PASSAGE PROPOSÉ –

France | La violence sous protection institutionnelle : enquête et recueils de jeunes

non

Expériences et parcours des jeunes récemment sortis de placement
photo d'une peluche tenue tristement par un enfant seul sur un banc
Un tiers des Canadiens affirme avoir subi des violences sexuelles ou physiques lorsqu'ils étaient enfants ou adolescents
Ces dernières années, de nombreux rapports et témoignages ont interpellé les pouvoirs publics sur les violences au sein d’institutions de la protection de l’enfance. Voici les types de violence subis et repérés par les interviewés et les contextes dans lesquels les jeunes y ont été confrontés.

Les violences entre jeunes et adultes semblent particulièrement prégnantes dans certaines familles d’accueil, les violences entre pairs sont
plus fréquemment dénoncées dans les établissements de la protection de l’enfance comme les foyers.

Les orientations des politiques publiques et le manque de moyens alloués à la protection de l’enfance sont eux-mêmes à l’origine de violences.

Certains moments apparaissent particulièrement critiques du point de vue des jeunes

L’entrée en placement, les changements de lieux de prise en charge et la sortie de l’ASE.

CONSIGNE – Pouvez-vous reprendre le texte ci-dessus sur les violences dans la protection de l'enfance et le poursuivre à partir de sa dernière phrase ?

Un bloc de données –
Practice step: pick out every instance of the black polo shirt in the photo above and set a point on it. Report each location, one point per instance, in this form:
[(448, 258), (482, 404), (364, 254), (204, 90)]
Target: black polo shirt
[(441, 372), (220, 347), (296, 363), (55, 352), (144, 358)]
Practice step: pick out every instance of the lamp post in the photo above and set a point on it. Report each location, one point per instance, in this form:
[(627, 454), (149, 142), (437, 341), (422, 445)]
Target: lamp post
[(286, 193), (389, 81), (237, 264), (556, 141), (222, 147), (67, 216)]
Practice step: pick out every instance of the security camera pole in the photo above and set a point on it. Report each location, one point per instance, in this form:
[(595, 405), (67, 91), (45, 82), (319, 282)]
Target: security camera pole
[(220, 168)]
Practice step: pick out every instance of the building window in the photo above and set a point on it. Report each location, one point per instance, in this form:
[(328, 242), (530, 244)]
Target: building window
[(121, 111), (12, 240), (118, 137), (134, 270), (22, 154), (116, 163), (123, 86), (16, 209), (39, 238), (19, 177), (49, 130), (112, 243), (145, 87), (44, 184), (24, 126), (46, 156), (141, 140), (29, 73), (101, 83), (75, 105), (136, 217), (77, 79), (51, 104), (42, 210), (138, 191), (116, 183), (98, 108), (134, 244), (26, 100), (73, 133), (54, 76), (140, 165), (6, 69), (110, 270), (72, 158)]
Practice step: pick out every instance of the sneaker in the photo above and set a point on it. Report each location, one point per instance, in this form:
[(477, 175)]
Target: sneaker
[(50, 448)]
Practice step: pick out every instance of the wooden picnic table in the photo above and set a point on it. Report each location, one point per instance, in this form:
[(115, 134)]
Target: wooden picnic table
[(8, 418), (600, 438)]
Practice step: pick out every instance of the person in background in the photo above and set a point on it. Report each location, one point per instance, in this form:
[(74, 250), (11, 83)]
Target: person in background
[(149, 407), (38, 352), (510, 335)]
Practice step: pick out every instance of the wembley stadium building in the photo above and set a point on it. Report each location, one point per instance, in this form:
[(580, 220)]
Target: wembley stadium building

RÉSULTAT CI-DESSOUS –
Deux récents documentaires ( Louvet S., Pièce à conviction, « Enfants placés, les sacrifiés de la République », France 3, 16 janvier 2019 et
Pièces à conviction, « Enfants placés : que fait la République ? », 27 janvier 2021 ) et plusieurs livres autobiographiques ( le plus médiatique est celui de Lyes Louffok, Dans l’enfer des foyers, en 2014 ), ont mis à l’ordre du jour les violences que peuvent subir les enfants et les jeunes dans les institutions relevant de la protection de l’enfance.

Dans les réseaux sociaux, des témoignages de violences physiques, d’abus sexuels et d’atteintes aux droits vécues par des mineurs sur les lieux de placement émergent régulièrement.

En 2015, le gouvernement a proposé une feuille de route de la protection de l’enfance dans laquelle l’une des préconisations est intitulée : « Renforcer les contrôles et prévenir les violences institutionnelles ». C’est également l’un des axes du plan 2020-2022 du secrétaire d’État à la protection de l’enfance, Adrien Taquet.

La question de la violence dans les structures de protection de l’enfance, un problème mit sur la table depuis les années 1950

La sociologie s’est fortement interrogée sur les institutions asilaires totales (Goffman, 1968) et sur ce qu’elles produisent sur les individus. Rares sont les travaux qui s’appuient sur l’expérience des victimes de violence.

Les jeunes qu’ y ont été interrogés nous ont révélé de nombreux faits douloureux dans leur parcours de protection

Relayer la parole portée par les anciens placés nous est apparu d’autant plus important qu’elle est longtemps restée inaudible dans l’espace public. Les dossiers des jeunes placés laissent très peu de traces de ces évènements. Cette voix continue d’avoir du mal à se faire entendre en raison de l’invisibilité de cette population disqualifiée.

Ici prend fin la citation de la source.